Latihan Singkat 1:
Ringkas paragraf di teks tentang Ishlah yang dimulai dengan "Sayid Sabiq menerangkan" jadi daftar poin, tanpa membuang fakta utamanya.

--- Halaman ---

Secara istilah, term Ishlah dapat diartikan sebagai perbuatan terpuji dalam kaitannya dengan perilaku manusia.[3] Karena itu, dalam terminologi islam secara umum, Ishlah dapat deartikan sebagai suatu aktivitas yang ingin membawa perubahan dari keadaan yang buruk menjadi keadaan yang baik. Dengan kata lain, perbuatan baik lawan dari perbuatan jelek. ‘Abd Salam menyatakan bahwa makna shalaha yaitu memperbaiki semua amal perbuatannya dan segala urusannya.[4]
Dalam perspektif tafsir al-Thabarsi dan al-Zamakhsyari dalam tafsirnya berpendapat, bahwa kata Ishlah mempunyai arti mengkondisikan sesuatu pada sesuatu yang lurus dan mengembalikan fungsinya untuk dimanfaatkan.[5]
Kata Ishlah juga memiliki beberapa sinonim, diantaranya tajd_d (pembaruan) dan taghyir (perubahan), yang keduanya mengarah pada kemajuan dan perbaikan keadaan.[6]
Sementara menurut ulama fiqih, kata Ishlah diartikan sebagai perdamaian, yakni suatu perjanjian yang ditetapkan untuk menghilangkan persengketaan di antara manusia yang bertikai, baik individu maupun kelompok.[7]
Sejalan dengan definisi di atas, hasan sadily menyatakan bahwa Ishlah merupakan bentuk persoalan diantara para pihak yang bersangkutan untuk melakukan penyelesaian pertikaian dengan jalan baik-baik dan damai, yang dapat berguna dalam keluarga, pengadilan, peperangan, dan lain-lain.[8]
Sayid Sabiq menerangkan bahwa Ishlah merupakan suatu jenis akad untuk mengakhiri permusuhan antara dua orang yang sedang bermusuhan. Selanjutnya ia menyebut pihak yang bersengketa dan sedang mengadakan Ishlah tersebut dengan Mushalih, adapun hal yang diperselisihkan disebut dengan Mushalih ‘anh, dan hal yang dilakukan oleh masing-masing pihak terhadap pihak lain untuk memutus perselisihan disebut dengan Mushalih alaih atau Badal al-shulh.[9]
Dari keterangan di atas dapat diterangkan lebih lanjut bahwa, meskipun kata Ishlah atau Shulh merupakan sinonim, namun kata Ishlah lebih menekankan arti suatu proses perdamaian antara dua pihak. Sedangkan kata Shulh lebih menekankan arti hasil dari proses Ishlah tersebut yaitu berupa Shulh (perdamaian/kedamaian). Dapat denyatakan juga bahwa Ishlah mengisyaratkan diperlukannya pihak ketiga sebagai perantara atau mediator dalam penyelesaian konflik tersebut. Sementara dalam Shulh tidak mengisyaratkan diperlukannya mediator.

--- Data untuk Diolah ---

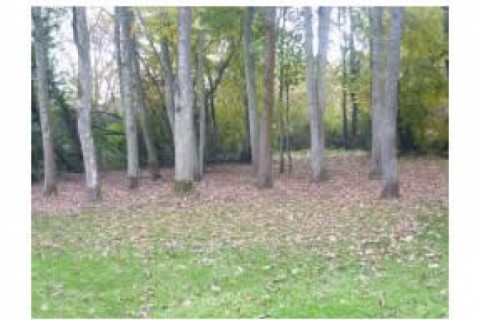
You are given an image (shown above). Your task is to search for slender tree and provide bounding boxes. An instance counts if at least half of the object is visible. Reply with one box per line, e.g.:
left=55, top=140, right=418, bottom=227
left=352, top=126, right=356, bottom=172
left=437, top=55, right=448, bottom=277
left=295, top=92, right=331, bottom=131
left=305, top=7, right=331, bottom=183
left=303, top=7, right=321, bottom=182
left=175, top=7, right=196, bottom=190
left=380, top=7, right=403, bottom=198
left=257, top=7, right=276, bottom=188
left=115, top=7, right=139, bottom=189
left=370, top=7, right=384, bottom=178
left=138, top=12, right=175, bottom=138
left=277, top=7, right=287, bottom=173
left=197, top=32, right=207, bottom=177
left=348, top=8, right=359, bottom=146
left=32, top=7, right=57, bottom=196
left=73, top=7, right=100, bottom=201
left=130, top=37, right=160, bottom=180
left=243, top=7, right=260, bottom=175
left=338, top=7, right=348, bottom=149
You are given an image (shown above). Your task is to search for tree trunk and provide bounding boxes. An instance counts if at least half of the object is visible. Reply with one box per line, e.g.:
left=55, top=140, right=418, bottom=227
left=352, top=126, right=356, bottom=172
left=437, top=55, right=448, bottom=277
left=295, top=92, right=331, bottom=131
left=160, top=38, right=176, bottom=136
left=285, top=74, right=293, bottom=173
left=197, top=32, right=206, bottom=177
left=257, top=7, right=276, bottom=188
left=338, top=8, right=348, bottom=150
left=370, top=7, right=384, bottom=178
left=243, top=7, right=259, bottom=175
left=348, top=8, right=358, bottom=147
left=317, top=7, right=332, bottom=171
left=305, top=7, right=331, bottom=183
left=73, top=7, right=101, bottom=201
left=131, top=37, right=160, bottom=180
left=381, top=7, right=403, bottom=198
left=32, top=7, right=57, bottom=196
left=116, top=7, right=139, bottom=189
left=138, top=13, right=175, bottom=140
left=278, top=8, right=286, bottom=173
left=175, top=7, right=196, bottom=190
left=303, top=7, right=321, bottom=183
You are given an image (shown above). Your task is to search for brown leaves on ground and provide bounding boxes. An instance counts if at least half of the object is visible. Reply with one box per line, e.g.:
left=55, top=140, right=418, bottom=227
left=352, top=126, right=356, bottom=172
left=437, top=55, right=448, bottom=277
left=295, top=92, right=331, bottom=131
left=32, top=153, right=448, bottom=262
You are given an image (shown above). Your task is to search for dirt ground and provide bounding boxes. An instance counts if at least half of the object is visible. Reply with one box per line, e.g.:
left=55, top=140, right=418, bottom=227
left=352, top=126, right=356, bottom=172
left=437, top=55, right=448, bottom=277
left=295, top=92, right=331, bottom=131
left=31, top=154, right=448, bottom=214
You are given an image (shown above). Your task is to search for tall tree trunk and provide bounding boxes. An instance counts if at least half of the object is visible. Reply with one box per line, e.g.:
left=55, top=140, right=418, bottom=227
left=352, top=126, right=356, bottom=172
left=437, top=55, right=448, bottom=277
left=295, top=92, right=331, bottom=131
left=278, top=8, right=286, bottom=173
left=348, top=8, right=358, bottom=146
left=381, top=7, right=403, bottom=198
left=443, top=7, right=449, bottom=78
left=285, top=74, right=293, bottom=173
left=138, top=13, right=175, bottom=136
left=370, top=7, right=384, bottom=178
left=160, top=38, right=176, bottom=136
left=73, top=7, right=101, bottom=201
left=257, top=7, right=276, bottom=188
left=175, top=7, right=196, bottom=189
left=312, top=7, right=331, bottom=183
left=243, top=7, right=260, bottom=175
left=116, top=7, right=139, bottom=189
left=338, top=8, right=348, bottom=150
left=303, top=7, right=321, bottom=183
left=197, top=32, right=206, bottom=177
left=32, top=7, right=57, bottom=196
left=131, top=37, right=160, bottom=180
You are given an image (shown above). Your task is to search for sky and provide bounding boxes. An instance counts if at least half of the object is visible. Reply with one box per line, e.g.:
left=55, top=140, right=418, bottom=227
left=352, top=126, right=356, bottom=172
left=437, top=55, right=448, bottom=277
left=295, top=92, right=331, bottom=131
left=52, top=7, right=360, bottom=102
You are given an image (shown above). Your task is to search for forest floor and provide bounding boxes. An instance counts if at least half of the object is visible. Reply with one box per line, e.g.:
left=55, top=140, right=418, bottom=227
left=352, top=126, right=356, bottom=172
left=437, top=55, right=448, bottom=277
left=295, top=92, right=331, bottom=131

---

Latihan Singkat 2:
Ambil dari daftar, tanpa mengubah apa pun, baris-baris mulai dari baris yang memuat "search for forest" sampai baris terakhir daftar itu, kedua ujungnya ikut disalin.

Jawaban 1:
Menurut Sayid Sabiq:
- Ishlah: jenis akad untuk mengakhiri permusuhan antara dua orang yang sedang bermusuhan.
- Mushalih: pihak yang bersengketa dan sedang mengadakan Ishlah.
- Mushalih ‘anh: hal yang diperselisihkan.
- Mushalih alaih atau Badal al-shulh: hal yang dilakukan masing-masing pihak terhadap pihak lain untuk memutus perselisihan.

Jawaban 2:
You are given an image (shown above). Your task is to search for forest floor and provide bounding boxes. An instance counts if at least half of the object is visible. Reply with one box per line, e.g.:
left=55, top=140, right=418, bottom=227
left=352, top=126, right=356, bottom=172
left=437, top=55, right=448, bottom=277
left=295, top=92, right=331, bottom=131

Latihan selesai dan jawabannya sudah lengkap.